◆ What you are asked to do:
Write out exactly the lines from the one containing "For each instance of the fire" through the last line of the records below, and no others.

[Referring expression pointing data]
□ □ □
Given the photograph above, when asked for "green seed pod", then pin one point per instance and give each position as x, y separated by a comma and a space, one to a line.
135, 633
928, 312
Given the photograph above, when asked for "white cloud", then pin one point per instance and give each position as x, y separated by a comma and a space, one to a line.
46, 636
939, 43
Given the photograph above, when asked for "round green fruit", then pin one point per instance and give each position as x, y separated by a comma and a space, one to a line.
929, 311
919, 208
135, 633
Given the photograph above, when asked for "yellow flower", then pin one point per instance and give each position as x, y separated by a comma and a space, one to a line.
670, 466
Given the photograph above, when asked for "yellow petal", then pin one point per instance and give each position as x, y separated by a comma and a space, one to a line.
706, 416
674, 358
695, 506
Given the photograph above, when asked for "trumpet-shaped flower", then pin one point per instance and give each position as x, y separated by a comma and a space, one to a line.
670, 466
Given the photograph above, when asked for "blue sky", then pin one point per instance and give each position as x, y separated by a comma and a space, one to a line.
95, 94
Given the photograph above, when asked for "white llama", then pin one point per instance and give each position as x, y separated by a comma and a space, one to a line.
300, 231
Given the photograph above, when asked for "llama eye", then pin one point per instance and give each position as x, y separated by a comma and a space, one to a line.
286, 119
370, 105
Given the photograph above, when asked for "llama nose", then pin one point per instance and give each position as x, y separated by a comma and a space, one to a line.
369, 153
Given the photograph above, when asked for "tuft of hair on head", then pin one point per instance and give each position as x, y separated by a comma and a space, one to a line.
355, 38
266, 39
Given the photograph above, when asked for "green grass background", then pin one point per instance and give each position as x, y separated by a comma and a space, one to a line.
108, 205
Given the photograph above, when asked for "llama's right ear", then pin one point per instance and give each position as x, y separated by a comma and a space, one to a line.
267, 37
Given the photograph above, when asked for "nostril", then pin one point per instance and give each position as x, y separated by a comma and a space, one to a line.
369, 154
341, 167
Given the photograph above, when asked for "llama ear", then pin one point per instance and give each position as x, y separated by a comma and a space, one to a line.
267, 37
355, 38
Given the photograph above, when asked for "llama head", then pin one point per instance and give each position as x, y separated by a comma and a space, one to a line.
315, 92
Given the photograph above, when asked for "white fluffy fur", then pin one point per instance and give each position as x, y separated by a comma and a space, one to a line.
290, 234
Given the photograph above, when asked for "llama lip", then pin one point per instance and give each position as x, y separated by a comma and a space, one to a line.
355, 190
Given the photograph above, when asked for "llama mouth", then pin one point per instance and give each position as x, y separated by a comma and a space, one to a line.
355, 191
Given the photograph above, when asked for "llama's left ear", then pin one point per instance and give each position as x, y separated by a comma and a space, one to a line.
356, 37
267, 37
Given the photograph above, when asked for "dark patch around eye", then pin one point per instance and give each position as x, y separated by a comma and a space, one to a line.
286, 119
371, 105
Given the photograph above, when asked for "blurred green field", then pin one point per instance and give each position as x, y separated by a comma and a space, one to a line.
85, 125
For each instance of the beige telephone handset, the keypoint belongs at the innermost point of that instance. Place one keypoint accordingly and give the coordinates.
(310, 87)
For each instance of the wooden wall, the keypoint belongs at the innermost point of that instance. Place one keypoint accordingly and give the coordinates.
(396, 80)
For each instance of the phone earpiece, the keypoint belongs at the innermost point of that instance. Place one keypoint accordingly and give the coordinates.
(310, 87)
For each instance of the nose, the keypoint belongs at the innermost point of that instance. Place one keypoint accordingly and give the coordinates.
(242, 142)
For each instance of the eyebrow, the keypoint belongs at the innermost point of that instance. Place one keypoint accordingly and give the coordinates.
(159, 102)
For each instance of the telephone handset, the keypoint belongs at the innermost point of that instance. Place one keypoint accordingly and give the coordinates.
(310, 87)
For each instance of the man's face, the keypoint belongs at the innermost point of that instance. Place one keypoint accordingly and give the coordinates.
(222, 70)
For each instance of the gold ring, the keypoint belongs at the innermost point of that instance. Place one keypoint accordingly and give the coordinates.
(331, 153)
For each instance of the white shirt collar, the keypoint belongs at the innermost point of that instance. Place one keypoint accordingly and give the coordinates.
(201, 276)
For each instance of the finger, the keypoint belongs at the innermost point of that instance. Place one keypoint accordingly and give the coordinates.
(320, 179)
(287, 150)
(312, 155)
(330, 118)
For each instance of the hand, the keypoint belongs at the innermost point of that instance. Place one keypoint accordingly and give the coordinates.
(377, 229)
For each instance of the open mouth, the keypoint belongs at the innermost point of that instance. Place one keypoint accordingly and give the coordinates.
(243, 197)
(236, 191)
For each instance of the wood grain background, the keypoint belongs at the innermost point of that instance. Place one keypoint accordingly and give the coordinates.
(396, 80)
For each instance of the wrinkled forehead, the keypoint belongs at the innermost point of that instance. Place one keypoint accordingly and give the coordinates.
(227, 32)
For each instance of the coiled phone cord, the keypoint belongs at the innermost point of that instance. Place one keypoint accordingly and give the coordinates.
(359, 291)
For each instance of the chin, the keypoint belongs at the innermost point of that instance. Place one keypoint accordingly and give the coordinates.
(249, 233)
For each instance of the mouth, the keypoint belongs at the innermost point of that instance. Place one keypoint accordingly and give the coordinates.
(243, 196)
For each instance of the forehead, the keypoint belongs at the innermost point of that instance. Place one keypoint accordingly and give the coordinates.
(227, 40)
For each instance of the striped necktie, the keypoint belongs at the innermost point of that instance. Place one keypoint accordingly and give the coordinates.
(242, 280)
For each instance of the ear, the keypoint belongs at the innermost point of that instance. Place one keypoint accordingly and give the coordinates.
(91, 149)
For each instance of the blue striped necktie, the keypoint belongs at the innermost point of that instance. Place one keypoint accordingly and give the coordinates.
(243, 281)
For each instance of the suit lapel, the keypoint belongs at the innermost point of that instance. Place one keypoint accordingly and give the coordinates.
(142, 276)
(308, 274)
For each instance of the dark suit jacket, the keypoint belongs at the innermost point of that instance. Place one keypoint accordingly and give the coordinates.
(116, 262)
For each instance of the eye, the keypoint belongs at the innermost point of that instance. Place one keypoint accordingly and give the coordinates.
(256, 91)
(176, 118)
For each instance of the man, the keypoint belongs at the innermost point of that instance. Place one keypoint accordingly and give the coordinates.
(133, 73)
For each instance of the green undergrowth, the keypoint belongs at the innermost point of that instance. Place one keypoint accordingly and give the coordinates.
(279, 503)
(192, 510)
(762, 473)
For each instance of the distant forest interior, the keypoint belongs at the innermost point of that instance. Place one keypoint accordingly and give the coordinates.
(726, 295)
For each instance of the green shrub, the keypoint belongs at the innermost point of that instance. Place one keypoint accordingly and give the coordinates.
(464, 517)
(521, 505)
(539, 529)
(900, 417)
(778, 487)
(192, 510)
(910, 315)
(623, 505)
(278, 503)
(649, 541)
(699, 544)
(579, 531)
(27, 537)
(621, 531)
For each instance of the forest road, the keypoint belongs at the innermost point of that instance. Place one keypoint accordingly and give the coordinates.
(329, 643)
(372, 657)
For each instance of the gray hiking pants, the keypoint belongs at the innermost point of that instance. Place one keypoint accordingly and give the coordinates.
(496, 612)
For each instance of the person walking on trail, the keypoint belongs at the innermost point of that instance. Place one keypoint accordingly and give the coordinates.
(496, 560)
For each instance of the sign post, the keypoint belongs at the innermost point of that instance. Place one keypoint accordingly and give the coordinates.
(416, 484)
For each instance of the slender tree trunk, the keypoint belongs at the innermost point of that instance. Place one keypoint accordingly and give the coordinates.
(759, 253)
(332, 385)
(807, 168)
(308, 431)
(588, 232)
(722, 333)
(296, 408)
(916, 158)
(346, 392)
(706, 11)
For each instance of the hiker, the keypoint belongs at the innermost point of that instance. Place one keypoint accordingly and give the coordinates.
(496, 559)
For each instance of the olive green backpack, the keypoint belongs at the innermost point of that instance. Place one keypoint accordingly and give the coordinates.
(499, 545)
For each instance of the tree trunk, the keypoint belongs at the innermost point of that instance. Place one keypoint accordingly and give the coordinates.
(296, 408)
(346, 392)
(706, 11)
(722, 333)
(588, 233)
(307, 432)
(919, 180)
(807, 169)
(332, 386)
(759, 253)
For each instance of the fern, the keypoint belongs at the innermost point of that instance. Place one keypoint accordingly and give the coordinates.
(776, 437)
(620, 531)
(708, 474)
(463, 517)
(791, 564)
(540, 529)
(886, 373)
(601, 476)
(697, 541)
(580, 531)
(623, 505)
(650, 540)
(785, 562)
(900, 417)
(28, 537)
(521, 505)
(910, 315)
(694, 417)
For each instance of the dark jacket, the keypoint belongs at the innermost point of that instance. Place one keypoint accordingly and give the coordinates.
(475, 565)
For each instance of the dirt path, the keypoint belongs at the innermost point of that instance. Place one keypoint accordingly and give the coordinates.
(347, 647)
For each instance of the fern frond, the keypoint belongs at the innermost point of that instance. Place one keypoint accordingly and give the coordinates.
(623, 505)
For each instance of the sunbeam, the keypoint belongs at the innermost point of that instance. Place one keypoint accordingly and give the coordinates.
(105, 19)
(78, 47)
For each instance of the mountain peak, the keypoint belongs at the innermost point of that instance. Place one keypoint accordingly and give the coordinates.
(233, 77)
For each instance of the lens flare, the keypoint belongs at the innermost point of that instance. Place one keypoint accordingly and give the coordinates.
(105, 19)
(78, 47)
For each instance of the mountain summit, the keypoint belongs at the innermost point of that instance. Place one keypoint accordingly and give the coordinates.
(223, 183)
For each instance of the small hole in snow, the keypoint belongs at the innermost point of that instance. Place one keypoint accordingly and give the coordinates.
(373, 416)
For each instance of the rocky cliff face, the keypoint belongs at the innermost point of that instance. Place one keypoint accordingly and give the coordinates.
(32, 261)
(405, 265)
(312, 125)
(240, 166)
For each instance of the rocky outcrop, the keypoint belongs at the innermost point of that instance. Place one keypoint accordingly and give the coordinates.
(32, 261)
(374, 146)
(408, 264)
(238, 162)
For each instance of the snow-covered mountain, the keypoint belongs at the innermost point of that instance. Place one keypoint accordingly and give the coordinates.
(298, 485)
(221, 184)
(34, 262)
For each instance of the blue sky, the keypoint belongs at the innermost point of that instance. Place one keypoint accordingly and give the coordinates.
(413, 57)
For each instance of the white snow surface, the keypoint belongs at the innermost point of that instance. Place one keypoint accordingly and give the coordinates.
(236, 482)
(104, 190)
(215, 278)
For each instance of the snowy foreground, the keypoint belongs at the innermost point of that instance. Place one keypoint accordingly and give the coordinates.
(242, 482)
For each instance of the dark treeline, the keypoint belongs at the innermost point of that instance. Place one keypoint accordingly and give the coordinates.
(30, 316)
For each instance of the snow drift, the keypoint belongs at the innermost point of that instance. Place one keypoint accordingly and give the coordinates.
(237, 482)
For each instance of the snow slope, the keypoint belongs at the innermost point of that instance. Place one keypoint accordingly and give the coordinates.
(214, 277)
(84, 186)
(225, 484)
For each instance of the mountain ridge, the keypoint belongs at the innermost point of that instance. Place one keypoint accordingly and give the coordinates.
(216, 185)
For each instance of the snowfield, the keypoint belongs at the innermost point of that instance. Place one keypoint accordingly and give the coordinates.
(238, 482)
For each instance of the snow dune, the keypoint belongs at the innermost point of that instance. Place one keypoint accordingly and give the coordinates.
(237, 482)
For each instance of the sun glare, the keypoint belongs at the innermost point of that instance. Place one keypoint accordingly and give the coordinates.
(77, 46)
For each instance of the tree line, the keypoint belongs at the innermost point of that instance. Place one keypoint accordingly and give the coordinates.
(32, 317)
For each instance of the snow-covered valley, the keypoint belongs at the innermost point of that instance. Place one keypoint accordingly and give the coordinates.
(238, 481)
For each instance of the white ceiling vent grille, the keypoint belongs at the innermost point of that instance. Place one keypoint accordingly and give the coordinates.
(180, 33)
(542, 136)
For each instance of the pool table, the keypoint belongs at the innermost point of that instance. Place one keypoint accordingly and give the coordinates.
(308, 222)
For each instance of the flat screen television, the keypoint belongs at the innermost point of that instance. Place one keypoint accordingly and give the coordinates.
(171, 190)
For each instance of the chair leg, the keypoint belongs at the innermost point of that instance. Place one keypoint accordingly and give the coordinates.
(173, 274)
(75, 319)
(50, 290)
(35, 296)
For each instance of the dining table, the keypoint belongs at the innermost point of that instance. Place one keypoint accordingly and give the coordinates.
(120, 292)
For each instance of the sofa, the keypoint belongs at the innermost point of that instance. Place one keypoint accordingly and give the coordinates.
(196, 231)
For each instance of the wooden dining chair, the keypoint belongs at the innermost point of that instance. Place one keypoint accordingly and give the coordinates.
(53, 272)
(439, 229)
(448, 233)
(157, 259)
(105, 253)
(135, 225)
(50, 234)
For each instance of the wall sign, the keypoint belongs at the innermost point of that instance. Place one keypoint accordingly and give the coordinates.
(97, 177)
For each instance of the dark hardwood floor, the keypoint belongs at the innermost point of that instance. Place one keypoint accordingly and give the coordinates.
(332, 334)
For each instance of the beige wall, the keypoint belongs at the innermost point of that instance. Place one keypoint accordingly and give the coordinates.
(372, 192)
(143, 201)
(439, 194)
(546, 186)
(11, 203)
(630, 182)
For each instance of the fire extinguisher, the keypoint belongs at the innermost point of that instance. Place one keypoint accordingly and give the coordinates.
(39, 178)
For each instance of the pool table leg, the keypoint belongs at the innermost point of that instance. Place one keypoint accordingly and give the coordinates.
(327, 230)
□ □ □
◆ Response below:
For each instance of the fire extinguisher, the keypoint belongs at the innermost point of that instance. Place one keypoint accordingly and give the coordinates.
(39, 178)
For each instance of the pool table leg, the keypoint belongs at the innermost point of that instance. Place one keypoint accordingly and give the coordinates.
(327, 230)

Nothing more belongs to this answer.